_EXERCISE OBJECTIVE_
Only the lines of the data holding the string "with" need to be returned.

BEGIN INFORMATION

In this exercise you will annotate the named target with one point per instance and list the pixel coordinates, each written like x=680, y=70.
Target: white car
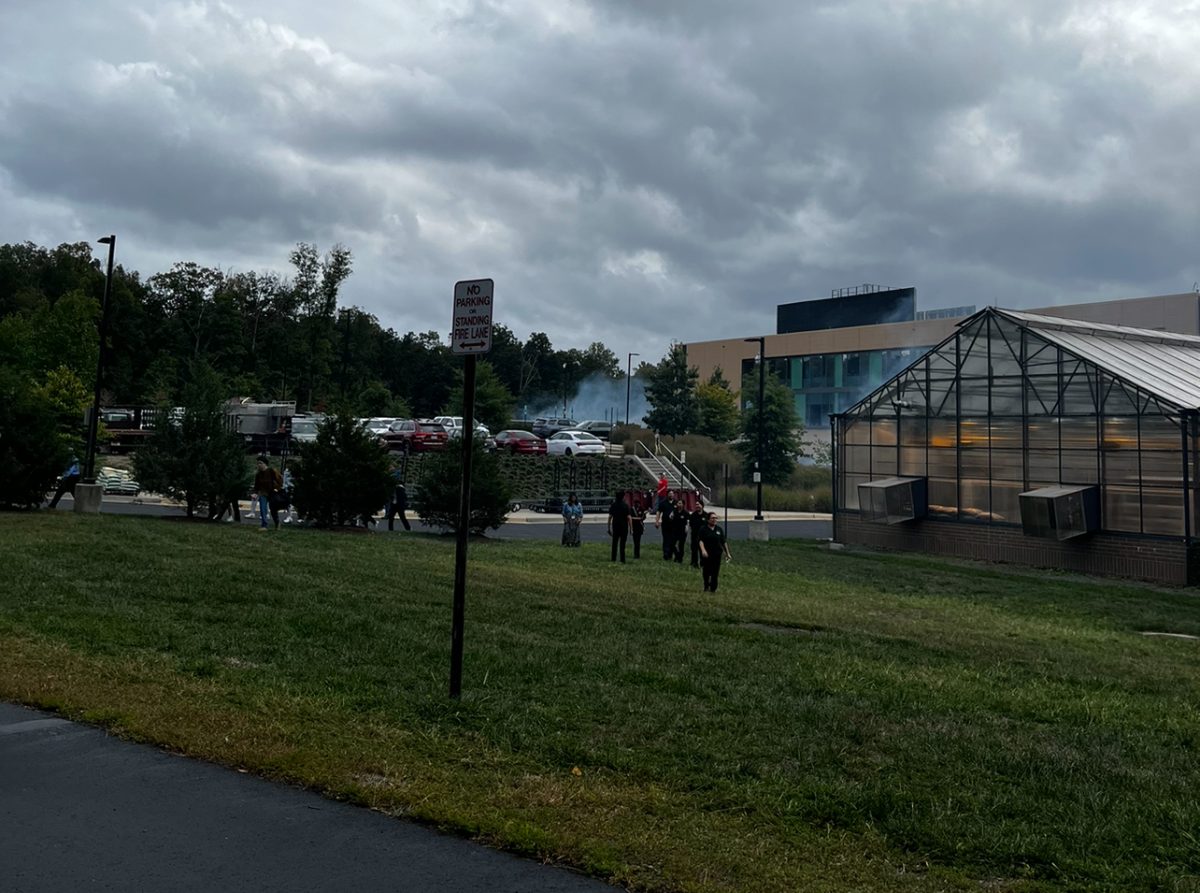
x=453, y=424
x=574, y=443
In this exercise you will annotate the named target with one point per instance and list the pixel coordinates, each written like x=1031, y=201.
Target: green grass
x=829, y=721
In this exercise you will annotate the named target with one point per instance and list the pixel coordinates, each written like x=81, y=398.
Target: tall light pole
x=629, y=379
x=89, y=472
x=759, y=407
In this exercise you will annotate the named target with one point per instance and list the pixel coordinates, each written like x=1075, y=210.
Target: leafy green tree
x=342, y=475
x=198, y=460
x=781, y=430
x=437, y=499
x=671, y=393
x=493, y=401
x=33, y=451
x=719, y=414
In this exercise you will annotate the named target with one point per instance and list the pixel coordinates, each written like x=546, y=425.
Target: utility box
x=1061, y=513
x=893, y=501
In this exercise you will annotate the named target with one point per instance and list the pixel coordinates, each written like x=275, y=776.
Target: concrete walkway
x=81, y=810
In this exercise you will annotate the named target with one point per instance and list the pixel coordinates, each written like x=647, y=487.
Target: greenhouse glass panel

END INFORMATION

_YOUR RESPONSE_
In this exercise you will annotate the named target with one point per instance and list the pixel coordinates, each written like x=680, y=70.
In this exercise you will annotate the named target with one point per instance and list the pixel coordinates, each written like x=1031, y=201.
In this exercise you will annotate the named target with one point per instance and list the pixel coordinates, each written like x=81, y=398.
In this exercise you will annotate the named target with one point per instance and list the pixel coordinates, each written like x=1075, y=210.
In this exercise you will annotate the named target with one point per instance and list the pixel coordinates, each written like x=546, y=425.
In this exercise you will annotate the named target with one point per instance and list the pixel coordinates, each written like x=275, y=776.
In this exercise you will annotate the named target with one point per instance and list the pixel coordinates, each written like x=647, y=487.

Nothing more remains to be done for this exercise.